-- begin Raw records --

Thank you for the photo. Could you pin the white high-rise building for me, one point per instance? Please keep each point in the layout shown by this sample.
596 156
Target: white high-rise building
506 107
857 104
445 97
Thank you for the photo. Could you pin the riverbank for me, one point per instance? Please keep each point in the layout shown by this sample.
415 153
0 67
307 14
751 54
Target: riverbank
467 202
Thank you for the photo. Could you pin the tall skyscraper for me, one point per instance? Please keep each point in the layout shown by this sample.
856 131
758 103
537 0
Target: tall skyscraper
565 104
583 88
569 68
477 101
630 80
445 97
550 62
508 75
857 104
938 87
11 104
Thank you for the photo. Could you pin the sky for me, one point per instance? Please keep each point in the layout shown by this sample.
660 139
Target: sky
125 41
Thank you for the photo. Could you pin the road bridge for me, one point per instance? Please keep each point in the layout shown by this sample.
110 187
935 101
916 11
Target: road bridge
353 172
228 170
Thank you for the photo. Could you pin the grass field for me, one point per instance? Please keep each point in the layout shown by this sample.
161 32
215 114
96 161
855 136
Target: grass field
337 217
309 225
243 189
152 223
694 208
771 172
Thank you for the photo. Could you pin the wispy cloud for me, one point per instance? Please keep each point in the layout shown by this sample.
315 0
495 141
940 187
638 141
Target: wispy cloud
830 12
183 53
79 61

-- end Raw records --
-- begin Raw records --

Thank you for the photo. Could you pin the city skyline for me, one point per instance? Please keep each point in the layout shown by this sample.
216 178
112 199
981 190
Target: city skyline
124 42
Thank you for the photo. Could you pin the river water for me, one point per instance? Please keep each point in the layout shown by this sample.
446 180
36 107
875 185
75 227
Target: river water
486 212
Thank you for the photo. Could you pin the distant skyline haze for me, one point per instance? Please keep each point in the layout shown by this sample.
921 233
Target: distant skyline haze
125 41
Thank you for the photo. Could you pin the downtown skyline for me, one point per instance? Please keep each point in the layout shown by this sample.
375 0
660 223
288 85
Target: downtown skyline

-- end Raw records --
-- begin Raw records --

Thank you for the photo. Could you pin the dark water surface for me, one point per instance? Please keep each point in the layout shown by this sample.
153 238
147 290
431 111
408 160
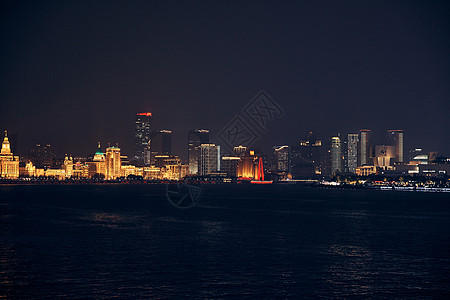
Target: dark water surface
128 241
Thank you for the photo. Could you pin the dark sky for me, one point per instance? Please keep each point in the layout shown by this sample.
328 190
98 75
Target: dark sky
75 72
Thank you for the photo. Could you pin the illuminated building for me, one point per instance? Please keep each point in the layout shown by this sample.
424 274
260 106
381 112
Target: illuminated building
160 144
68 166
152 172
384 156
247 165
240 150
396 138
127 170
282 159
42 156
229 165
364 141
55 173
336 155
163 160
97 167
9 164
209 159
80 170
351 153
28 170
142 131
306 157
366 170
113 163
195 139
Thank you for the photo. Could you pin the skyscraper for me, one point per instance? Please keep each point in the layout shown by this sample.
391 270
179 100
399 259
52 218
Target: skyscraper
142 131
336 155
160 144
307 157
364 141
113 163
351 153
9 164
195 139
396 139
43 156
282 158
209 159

-- end Raw records --

= Your objective =
Rewrite the lines from "Thank you for the photo. Could you pin the river water" through "Target: downtown skyline", requests included, multiplying every coordinate in the answers by 1.35 and rounding to whole numbers, with halves going up. Keep the numbers in the requests and their sample layouts unchanged.

= Solution for this exercise =
Thank you for the photo. Could you pin the river water for me, one point per instance? Please keep each point in the layout shown by this sample.
446 180
36 107
875 185
75 227
Target: river water
656 286
Thank you for the photo. Could you pin the distant skyline haze for me, one point per instance? Please keep each point in the layout shown by this sample.
921 233
Target: distant skyline haze
169 55
Thank you for the photo. Could you pin the downtown skyline for me, one point per instance? Please keep each point in the layout shown by this sample.
375 0
660 223
288 85
Target: downtown skyline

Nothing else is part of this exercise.